◆ **Passagem fornecida**:
========

Entretanto queria salientar sobretudo aquilo que o apóstolo Paulo afirma antes: «estou pronto – escreve ele – para oferecer-me como sacrifício» (2 Tim 4, 6). Para ele, viver era Cristo (cf. Flp. 1, 21), e Cristo crucificado (cf. 1 Cor 2, 2), que deu a vida por ele (cf. Gal 2, 20). E, assim, Paulo, como discípulo fiel, seguiu o Mestre, oferecendo também ele a vida. Sem a cruz, não há Cristo; mas, sem a cruz, não há sequer o cristão. De facto, «é próprio da virtude cristã não só fazer o bem, mas também saber suportar os males» (Agostinho, Sermão 46, 13), como Jesus. Suportar o mal não é só ter paciência e prosseguir com resignação; suportar é imitar Jesus: é carregar o peso, levá-lo aos ombros por amor d’Ele e dos outros. É aceitar a cruz, prosseguindo confiadamente porque não estamos sozinhos: o Senhor crucificado e ressuscitado está connosco. Deste modo podemos dizer, com Paulo, que «em tudo somos atribulados, mas não esmagados; confundidos, mas não desesperados; perseguidos, mas não abandonados» (2 Cor 4, 8-9).

========

◆ **Objetivos**:
A. Traduza para inglês esta frase da passagem sobre a cruz: «Sem a cruz, não há Cristo; mas, sem a cruz, não há sequer o cristão.»
B. Converta numa lista JSON de strings os registos, começando no início dos registos e terminando na linha que contém "[183,126,492,177]", ambas incluídas. Use uma string por linha, omita as linhas em branco e inclua apenas essas linhas.
A passagem e os registos são materiais independentes entre si.

◆ **Dados fornecidos**:
========

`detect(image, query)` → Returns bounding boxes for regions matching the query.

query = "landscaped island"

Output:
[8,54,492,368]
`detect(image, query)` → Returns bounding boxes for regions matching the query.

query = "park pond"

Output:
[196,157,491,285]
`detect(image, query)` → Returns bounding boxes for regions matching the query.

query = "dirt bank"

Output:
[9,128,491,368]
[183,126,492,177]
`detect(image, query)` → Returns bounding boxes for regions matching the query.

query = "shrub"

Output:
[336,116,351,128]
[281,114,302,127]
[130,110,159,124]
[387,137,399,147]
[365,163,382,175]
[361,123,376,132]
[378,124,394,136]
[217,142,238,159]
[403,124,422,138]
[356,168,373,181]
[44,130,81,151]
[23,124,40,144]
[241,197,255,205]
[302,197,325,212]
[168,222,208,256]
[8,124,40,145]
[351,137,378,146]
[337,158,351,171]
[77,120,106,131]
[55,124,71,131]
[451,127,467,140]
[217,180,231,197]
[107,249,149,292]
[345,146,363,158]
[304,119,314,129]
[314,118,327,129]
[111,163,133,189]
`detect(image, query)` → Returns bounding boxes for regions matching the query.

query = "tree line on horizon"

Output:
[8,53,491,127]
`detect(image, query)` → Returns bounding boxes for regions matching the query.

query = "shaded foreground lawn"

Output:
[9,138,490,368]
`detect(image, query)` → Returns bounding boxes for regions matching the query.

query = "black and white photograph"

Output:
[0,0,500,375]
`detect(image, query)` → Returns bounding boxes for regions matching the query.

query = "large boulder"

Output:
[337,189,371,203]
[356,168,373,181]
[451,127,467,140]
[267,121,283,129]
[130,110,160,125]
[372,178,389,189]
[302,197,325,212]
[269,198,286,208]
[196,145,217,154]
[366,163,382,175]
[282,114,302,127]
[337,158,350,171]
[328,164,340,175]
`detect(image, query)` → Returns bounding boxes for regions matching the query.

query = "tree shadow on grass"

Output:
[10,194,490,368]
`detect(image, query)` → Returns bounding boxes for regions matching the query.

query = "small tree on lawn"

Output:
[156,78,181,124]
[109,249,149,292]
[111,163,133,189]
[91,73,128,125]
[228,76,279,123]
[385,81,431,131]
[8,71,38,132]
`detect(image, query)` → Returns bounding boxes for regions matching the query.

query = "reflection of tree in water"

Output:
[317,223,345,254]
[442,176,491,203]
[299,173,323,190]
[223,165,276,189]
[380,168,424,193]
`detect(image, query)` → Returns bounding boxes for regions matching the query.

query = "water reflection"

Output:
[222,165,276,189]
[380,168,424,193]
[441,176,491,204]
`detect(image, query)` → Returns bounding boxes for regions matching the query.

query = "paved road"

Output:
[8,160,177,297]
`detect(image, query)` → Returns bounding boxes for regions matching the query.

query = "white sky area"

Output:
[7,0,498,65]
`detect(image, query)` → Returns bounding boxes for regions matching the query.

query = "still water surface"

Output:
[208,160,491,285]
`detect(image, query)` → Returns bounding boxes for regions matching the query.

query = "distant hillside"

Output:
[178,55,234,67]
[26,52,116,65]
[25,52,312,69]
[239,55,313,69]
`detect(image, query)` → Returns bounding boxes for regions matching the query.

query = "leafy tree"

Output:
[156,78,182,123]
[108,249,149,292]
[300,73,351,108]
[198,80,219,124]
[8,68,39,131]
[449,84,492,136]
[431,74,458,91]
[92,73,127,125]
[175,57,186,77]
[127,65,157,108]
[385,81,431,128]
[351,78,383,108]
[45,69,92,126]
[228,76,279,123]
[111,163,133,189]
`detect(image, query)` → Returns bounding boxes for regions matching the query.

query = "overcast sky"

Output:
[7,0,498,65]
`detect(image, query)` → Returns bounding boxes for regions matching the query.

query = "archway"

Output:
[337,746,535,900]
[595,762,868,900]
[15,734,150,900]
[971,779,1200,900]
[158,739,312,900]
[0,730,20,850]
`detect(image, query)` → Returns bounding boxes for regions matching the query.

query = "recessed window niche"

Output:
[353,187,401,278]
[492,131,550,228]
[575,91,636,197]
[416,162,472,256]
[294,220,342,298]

========

◆ **As respostas**:
A. Without the cross, there is no Christ; but without the cross, there is not even the Christian.

B.
[
  "`detect(image, query)` → Returns bounding boxes for regions matching the query.",
  "query = \"landscaped island\"",
  "Output:",
  "[8,54,492,368]",
  "`detect(image, query)` → Returns bounding boxes for regions matching the query.",
  "query = \"park pond\"",
  "Output:",
  "[196,157,491,285]",
  "`detect(image, query)` → Returns bounding boxes for regions matching the query.",
  "query = \"dirt bank\"",
  "Output:",
  "[9,128,491,368]",
  "[183,126,492,177]"
]